Your goal :: Rewrite the passage of the article on YouTube and Sora that opens with the words containing "Neal Mohan, the" and closes with "she said then.", changing every "Sora" to "OpenAI's video model".

Extracted text ::

--*--

Neal Mohan, the CEO of YouTube, owned by Alphabet Inc. (NASDAQ: GOOG) (NASDAQ: GOOGL), suggested that if ChatGPT-parent OpenAI used YouTube videos to train its text-to-video AI model, Sora, then it would be a "clear violation" of the platform's policies.
What Happened: Last month, in an interview, OpenAI CTO Mira Murati said she isn't confident about whether YouTube videos were used to train their AI model. "If they were publicly available to use, there might be data [used]. But I'm not sure, I'm not confident about it," she said then.
In an interview with Bloomberg on Thursday, Mohan was asked if YouTube was used to train Sora. He said, "I don't know," adding that the Sam Altman-led company would be a better candidate to answer that question.
When the interviewer asked if YouTube videos were being used, Mohan immediately said that would be against their policy. "We have a clear terms of service. From a Creator's perspective, when a creator uploads their hard work to our platform, they have certain expectations. One of those expectations is that the terms of service are going to be abided by."
He explained that YouTube's terms of service allow some content, like the title of a video or the channel's name, to be scrapped since that is necessary to "enable the open web" for that content to show up in other search engines. However, they do not allow video transcripts or bits to be downloaded. "That is a clear violation of our toss."
The interviewer then asked if Google is using YouTube to train Gemini, to which Mohan replied by saying, "Google uses YouTube content really in accordance. Again back with those terms of service or individual contracts that we might have with creators or uploaders to our platform."
He went on to explain that they have different licensing contracts with many creators, and "some portion of that YouTube Corpus" may get used for such models internally. However, Mohan reiterated that "it's going to be in concert with whatever the terms of service or the contract that creator has signed before uploading their content to YouTube."

--*--

Data for review ::
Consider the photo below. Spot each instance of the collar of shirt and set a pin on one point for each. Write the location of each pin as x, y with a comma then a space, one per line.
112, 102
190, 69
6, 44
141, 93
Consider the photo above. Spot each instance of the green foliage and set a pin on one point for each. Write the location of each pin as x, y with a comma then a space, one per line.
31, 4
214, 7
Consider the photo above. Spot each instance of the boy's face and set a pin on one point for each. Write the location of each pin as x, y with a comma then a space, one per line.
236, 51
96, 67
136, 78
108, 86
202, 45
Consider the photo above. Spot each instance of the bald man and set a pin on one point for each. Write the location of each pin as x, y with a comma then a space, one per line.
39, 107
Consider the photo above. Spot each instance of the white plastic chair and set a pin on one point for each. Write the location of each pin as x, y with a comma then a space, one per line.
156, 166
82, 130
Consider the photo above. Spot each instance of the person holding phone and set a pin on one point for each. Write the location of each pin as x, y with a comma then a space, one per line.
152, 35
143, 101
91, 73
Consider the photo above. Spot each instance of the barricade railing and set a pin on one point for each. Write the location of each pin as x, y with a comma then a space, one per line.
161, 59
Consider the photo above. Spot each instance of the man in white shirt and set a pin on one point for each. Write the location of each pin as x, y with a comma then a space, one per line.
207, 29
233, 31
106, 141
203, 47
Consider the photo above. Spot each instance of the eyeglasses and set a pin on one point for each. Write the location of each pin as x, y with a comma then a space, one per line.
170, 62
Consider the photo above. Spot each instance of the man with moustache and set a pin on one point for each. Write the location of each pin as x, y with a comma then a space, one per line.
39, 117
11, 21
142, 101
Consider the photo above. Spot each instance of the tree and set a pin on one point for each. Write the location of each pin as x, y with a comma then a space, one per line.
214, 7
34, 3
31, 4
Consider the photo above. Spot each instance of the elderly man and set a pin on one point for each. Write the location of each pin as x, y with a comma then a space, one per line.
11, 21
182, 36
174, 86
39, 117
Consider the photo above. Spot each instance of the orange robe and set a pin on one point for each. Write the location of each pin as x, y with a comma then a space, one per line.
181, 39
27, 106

--*--

Final answer ::
Neal Mohan, the CEO of YouTube, owned by Alphabet Inc. (NASDAQ: GOOG) (NASDAQ: GOOGL), suggested that if ChatGPT-parent OpenAI used YouTube videos to train its text-to-video AI model, OpenAI's video model, then it would be a "clear violation" of the platform's policies.
What Happened: Last month, in an interview, OpenAI CTO Mira Murati said she isn't confident about whether YouTube videos were used to train their AI model. "If they were publicly available to use, there might be data [used]. But I'm not sure, I'm not confident about it," she said then.